* _WRITTEN EXERCISE_
Arrange the material below as a Markdown table with two columns named Row and Entry, giving each line a row number and skipping blank lines. Include everything from the line that contains "In this exercise you will find the evergreen" down to the line that contains "(1336, 887)", both ends included, and leave the pictures out.

Records of labeled points
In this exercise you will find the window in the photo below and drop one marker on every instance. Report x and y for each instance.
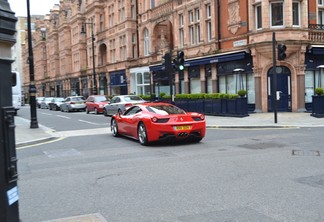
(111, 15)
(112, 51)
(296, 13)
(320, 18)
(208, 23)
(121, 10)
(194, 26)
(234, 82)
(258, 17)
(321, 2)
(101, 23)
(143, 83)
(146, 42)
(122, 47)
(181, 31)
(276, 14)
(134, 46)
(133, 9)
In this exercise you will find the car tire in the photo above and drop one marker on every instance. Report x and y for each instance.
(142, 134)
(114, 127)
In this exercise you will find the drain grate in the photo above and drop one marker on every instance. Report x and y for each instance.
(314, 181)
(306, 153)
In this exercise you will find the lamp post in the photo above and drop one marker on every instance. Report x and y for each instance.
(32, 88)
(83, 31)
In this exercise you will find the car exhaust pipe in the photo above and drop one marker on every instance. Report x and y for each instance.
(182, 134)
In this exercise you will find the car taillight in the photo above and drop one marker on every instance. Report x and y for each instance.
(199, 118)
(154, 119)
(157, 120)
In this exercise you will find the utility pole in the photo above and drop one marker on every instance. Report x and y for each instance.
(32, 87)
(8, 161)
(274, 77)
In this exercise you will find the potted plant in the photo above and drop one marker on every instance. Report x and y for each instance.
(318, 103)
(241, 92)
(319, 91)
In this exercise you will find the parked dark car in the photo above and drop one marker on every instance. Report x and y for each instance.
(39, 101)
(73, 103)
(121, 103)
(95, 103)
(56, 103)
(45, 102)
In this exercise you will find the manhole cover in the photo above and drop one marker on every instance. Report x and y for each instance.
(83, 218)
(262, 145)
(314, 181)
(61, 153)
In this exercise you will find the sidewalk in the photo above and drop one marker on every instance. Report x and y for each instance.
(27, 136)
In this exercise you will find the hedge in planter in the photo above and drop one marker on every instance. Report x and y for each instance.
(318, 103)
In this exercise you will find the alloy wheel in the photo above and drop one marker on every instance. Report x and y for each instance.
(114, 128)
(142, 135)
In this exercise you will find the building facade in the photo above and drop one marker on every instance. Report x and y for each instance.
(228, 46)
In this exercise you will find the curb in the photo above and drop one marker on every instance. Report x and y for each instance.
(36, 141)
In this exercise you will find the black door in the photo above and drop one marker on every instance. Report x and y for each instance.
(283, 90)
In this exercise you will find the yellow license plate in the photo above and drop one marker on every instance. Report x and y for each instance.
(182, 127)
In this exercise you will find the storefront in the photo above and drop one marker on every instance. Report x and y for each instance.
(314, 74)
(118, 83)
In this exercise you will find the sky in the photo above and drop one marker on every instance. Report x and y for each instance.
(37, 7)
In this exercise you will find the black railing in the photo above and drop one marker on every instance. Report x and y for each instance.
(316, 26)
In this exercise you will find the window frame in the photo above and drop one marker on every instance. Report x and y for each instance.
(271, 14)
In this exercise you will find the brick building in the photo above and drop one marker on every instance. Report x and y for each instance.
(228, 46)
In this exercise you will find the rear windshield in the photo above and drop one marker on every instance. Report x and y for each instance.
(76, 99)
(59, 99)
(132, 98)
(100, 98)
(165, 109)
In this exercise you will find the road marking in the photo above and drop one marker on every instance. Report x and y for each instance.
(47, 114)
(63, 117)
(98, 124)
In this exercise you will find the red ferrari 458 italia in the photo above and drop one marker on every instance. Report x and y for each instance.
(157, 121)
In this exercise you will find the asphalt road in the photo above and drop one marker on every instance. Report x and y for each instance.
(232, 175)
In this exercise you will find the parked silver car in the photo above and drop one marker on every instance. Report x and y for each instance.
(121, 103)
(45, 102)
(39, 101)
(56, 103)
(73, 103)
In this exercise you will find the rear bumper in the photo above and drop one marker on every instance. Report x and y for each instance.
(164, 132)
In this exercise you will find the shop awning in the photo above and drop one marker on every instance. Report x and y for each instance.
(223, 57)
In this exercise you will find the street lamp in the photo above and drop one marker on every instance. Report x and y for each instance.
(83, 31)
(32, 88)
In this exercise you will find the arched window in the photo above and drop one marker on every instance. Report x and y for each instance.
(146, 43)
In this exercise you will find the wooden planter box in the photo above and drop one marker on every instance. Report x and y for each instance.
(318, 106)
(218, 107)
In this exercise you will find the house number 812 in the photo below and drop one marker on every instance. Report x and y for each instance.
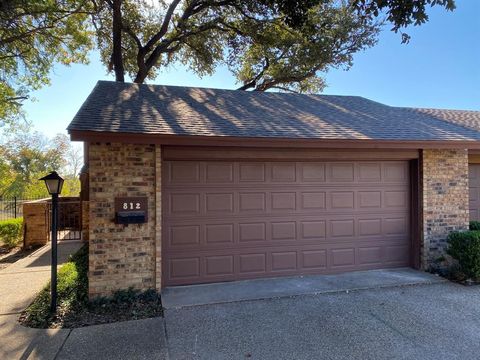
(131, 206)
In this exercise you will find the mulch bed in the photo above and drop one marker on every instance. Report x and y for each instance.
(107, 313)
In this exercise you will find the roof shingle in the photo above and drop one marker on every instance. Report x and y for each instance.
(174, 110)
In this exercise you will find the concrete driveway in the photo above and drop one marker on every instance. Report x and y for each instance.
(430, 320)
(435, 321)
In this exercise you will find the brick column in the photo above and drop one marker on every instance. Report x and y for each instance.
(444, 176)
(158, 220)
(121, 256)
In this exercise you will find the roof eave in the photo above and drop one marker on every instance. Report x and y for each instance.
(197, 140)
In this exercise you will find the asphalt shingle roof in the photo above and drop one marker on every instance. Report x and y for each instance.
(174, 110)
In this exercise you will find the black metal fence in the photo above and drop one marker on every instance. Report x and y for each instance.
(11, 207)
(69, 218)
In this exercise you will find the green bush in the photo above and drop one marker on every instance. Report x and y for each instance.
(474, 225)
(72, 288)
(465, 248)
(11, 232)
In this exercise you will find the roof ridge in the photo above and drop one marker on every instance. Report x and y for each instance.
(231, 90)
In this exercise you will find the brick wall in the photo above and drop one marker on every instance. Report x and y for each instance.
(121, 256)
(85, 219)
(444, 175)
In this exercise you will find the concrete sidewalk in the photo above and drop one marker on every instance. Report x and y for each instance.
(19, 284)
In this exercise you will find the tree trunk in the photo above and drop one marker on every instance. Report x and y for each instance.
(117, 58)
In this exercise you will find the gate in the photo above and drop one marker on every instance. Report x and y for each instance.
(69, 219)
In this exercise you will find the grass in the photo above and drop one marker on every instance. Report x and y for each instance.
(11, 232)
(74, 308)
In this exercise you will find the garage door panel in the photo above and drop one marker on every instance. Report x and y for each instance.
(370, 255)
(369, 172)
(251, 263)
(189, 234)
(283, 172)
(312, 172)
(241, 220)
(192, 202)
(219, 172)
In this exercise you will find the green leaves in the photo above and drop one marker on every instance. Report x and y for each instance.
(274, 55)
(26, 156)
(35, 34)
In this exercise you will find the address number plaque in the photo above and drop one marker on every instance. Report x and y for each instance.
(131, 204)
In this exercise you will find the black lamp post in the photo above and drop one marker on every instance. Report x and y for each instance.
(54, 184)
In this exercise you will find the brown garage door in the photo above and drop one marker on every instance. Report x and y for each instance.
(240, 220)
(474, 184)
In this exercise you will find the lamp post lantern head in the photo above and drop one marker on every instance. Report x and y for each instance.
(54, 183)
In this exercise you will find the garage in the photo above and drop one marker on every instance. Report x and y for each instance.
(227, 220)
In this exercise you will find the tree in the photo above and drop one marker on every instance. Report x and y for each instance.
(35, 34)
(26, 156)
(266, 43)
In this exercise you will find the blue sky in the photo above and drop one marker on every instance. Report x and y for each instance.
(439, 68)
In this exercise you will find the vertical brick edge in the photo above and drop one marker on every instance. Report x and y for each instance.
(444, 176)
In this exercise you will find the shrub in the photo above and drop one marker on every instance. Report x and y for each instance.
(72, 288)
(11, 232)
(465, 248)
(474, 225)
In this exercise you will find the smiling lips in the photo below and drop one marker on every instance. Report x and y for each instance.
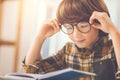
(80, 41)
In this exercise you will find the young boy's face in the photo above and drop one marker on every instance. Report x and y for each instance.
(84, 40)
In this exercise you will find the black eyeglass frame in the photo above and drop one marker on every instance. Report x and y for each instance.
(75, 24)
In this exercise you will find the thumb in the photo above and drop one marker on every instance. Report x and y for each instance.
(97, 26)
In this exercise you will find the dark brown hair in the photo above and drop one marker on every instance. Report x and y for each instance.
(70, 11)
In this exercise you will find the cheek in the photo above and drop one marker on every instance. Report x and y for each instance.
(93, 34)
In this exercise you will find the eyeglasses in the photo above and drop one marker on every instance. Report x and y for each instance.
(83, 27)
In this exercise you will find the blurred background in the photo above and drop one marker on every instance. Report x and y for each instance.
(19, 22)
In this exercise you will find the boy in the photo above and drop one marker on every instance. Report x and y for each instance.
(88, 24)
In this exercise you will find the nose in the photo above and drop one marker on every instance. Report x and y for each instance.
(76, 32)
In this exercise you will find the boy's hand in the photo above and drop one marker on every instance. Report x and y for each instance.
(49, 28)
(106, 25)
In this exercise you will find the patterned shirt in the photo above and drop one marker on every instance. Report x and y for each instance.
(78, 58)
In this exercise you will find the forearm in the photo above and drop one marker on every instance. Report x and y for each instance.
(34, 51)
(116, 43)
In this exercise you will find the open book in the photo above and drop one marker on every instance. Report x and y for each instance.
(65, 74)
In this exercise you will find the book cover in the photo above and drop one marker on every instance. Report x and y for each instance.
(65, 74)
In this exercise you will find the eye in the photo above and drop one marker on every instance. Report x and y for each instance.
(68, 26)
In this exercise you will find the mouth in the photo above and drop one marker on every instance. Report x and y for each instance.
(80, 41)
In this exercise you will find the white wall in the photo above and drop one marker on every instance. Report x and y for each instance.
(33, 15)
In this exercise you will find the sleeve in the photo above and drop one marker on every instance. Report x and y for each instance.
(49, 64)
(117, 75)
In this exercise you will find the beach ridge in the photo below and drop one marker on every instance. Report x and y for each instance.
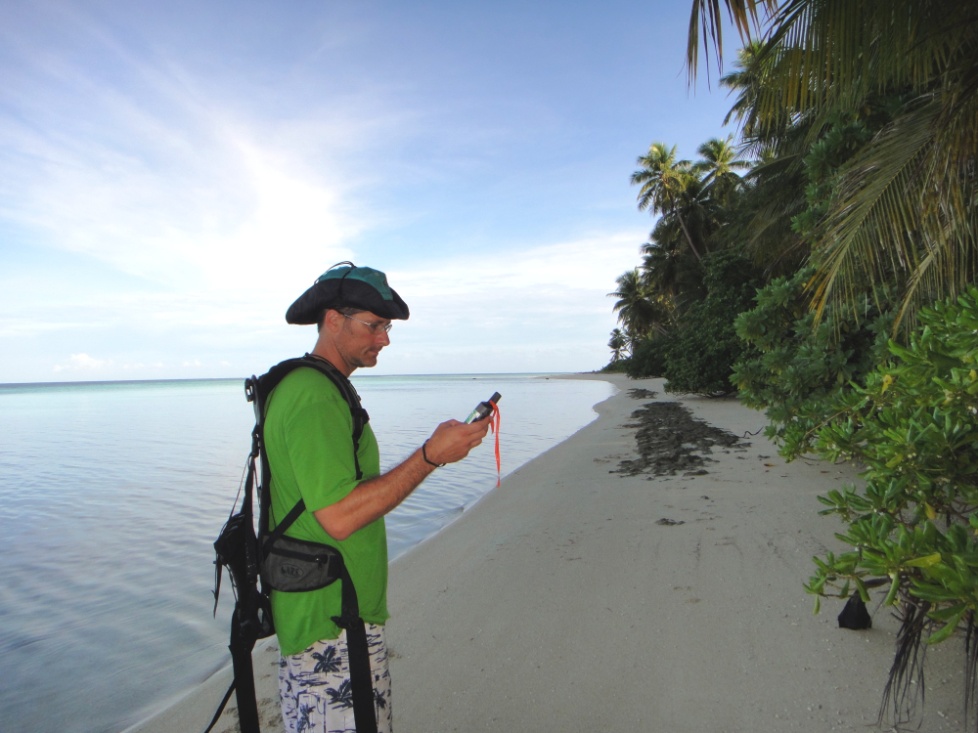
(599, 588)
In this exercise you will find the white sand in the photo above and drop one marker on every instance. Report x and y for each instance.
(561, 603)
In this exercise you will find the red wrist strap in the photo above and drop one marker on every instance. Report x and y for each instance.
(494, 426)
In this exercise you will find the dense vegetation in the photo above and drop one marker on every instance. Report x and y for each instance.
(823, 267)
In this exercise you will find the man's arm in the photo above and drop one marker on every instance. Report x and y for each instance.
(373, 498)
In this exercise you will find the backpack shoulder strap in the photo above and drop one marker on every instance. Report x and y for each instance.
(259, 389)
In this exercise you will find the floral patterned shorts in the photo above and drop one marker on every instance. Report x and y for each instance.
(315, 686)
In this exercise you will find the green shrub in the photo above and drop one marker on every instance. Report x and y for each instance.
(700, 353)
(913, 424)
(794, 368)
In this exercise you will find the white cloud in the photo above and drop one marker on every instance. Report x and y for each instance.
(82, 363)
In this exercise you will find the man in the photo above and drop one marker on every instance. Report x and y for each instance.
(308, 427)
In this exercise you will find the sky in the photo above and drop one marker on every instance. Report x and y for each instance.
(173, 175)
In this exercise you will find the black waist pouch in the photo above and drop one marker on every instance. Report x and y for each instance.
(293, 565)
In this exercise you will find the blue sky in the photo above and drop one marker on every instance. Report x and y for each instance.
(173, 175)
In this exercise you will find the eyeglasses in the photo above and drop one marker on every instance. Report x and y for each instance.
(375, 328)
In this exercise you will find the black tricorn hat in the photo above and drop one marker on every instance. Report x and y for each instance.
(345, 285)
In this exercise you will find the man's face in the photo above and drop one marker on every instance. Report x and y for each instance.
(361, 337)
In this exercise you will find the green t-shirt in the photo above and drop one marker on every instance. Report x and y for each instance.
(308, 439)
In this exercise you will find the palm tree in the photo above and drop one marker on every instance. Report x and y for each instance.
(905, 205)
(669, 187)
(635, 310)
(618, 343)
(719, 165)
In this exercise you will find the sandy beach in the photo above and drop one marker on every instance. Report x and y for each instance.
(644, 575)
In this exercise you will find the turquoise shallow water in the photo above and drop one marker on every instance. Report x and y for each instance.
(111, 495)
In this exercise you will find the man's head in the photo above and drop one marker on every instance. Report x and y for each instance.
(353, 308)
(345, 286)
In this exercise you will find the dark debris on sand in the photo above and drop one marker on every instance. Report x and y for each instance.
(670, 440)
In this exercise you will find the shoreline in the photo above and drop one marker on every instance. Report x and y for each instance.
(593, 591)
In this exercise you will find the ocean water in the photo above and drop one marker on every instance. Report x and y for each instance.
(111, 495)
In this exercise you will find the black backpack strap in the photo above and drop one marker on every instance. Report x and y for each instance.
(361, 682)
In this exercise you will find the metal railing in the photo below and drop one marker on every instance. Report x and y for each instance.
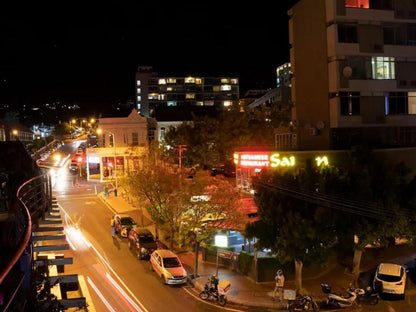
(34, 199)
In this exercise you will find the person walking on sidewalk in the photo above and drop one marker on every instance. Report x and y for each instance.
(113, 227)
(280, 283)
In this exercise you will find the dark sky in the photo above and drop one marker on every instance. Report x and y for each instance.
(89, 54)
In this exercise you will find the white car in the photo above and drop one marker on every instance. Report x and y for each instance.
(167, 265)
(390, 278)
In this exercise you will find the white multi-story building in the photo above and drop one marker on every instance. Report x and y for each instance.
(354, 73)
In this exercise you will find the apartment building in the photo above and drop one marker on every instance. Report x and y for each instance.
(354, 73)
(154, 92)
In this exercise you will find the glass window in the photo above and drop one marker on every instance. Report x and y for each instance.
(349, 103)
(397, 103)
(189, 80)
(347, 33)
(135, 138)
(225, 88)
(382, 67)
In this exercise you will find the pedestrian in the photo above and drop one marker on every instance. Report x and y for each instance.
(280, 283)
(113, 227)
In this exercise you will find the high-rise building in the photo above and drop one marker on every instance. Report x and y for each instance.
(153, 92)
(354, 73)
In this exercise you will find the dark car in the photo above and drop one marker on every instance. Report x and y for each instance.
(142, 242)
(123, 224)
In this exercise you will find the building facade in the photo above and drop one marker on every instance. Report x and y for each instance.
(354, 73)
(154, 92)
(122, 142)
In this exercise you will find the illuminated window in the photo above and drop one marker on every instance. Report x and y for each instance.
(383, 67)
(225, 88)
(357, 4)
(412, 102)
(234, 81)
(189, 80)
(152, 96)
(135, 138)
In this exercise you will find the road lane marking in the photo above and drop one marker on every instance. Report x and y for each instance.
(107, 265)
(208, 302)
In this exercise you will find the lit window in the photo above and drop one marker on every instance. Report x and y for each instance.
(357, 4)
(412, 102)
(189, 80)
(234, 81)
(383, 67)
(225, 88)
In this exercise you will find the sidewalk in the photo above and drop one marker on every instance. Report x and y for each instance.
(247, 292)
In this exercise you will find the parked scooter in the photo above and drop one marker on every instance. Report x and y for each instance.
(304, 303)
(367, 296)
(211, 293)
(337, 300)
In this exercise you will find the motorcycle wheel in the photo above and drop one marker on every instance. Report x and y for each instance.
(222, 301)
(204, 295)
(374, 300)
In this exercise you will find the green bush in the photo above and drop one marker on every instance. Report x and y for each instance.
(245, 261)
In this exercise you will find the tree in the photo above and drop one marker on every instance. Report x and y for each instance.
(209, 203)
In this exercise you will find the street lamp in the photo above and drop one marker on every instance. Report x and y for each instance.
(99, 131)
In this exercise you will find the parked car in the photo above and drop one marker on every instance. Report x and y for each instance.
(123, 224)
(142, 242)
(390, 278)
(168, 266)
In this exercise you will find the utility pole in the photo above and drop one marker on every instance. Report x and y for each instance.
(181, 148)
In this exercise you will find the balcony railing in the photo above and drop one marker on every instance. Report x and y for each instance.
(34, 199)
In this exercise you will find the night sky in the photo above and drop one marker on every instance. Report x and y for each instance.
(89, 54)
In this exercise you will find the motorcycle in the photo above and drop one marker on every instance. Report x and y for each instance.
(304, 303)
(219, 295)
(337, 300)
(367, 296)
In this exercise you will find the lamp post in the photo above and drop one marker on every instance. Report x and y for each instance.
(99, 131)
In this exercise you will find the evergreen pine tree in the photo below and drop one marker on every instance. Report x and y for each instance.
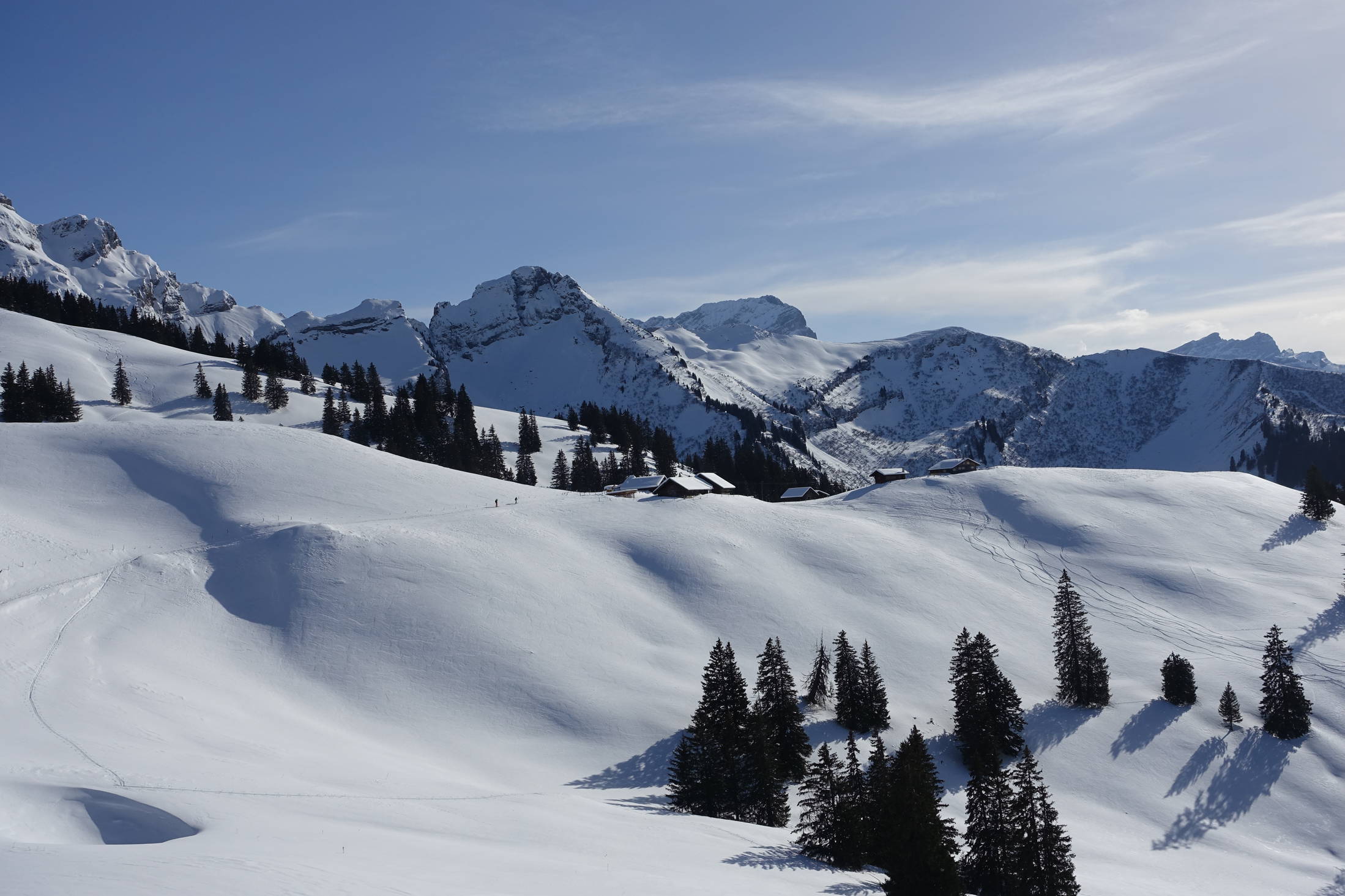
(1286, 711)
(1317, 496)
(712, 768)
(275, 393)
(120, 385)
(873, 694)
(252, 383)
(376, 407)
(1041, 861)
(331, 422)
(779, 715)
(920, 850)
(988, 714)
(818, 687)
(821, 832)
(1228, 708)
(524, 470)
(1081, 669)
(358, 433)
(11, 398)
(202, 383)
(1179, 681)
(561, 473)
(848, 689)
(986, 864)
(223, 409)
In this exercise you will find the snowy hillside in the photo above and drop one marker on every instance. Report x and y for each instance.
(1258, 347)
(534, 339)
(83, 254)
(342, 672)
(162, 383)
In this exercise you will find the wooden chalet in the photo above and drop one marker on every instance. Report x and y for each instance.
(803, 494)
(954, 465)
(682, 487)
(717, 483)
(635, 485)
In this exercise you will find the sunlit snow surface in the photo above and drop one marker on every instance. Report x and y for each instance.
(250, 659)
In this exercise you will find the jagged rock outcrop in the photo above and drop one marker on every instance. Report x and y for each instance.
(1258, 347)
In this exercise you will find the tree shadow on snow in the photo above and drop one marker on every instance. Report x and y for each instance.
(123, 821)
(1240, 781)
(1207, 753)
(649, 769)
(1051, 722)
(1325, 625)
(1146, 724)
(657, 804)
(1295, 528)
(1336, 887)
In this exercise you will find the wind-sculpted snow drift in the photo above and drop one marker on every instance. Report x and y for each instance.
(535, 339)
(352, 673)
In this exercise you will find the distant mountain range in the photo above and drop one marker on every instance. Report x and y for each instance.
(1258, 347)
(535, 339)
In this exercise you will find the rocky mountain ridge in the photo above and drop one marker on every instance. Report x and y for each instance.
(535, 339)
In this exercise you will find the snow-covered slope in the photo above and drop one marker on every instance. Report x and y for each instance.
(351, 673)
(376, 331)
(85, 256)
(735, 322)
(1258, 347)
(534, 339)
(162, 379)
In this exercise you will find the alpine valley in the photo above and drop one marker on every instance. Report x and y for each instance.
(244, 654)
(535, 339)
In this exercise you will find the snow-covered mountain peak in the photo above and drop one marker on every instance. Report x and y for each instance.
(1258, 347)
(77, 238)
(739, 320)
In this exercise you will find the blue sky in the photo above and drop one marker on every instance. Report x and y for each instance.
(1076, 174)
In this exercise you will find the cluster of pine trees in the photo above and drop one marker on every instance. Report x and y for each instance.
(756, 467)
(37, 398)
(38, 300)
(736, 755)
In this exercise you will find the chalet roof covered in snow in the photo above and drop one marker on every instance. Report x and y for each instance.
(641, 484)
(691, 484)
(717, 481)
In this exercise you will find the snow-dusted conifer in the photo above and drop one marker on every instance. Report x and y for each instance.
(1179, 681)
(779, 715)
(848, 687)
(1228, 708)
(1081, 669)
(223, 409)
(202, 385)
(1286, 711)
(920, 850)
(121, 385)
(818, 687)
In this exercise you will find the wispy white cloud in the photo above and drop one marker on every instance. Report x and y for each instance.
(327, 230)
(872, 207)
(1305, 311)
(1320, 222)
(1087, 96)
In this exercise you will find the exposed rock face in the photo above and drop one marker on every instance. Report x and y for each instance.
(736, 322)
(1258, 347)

* _TASK OUTPUT_
| Row | Entry |
|---|---|
| 1 | In this exercise you will find the evergreen pine tree in the photo below and drop one marker on every instance. Report x and y for each instance. |
| 2 | (1286, 711) |
| 3 | (1317, 496) |
| 4 | (712, 768) |
| 5 | (275, 393) |
| 6 | (120, 385) |
| 7 | (873, 694) |
| 8 | (252, 383) |
| 9 | (376, 407) |
| 10 | (1041, 861) |
| 11 | (331, 422) |
| 12 | (779, 715) |
| 13 | (920, 850) |
| 14 | (988, 714) |
| 15 | (818, 687) |
| 16 | (821, 832) |
| 17 | (1228, 708) |
| 18 | (524, 470) |
| 19 | (1081, 669) |
| 20 | (358, 433) |
| 21 | (11, 398) |
| 22 | (202, 383) |
| 23 | (1179, 681) |
| 24 | (561, 473) |
| 25 | (848, 689) |
| 26 | (986, 864) |
| 27 | (223, 409) |
| 28 | In this exercise you will find the snowy hillside in the photo above and drop one marker on every instance. Report x and y for each instance. |
| 29 | (1258, 347) |
| 30 | (534, 339) |
| 31 | (83, 254) |
| 32 | (342, 672) |
| 33 | (162, 383) |
| 34 | In this exercise you will find the wooden chalet in the photo above and drop one marker on every instance. Report x and y for each instance. |
| 35 | (803, 494) |
| 36 | (954, 465) |
| 37 | (682, 487) |
| 38 | (717, 483) |
| 39 | (635, 485) |
| 40 | In this exercise you will find the sunlit snow surface in the photo above and drop one marker on every instance. Report x and y for each instance. |
| 41 | (250, 659) |
| 42 | In this exercise you will find the jagged rock outcrop in the photo above and drop one marker on every instance. Report x and y for each instance. |
| 43 | (1258, 347) |
| 44 | In this exercise you will find the tree shadow on snow in the photo above and drop one marker on every instance. Report x and y for each instance. |
| 45 | (123, 821) |
| 46 | (1240, 781) |
| 47 | (1207, 753) |
| 48 | (649, 769) |
| 49 | (1051, 722) |
| 50 | (1325, 625) |
| 51 | (1146, 724) |
| 52 | (657, 804) |
| 53 | (1295, 528) |
| 54 | (1336, 887) |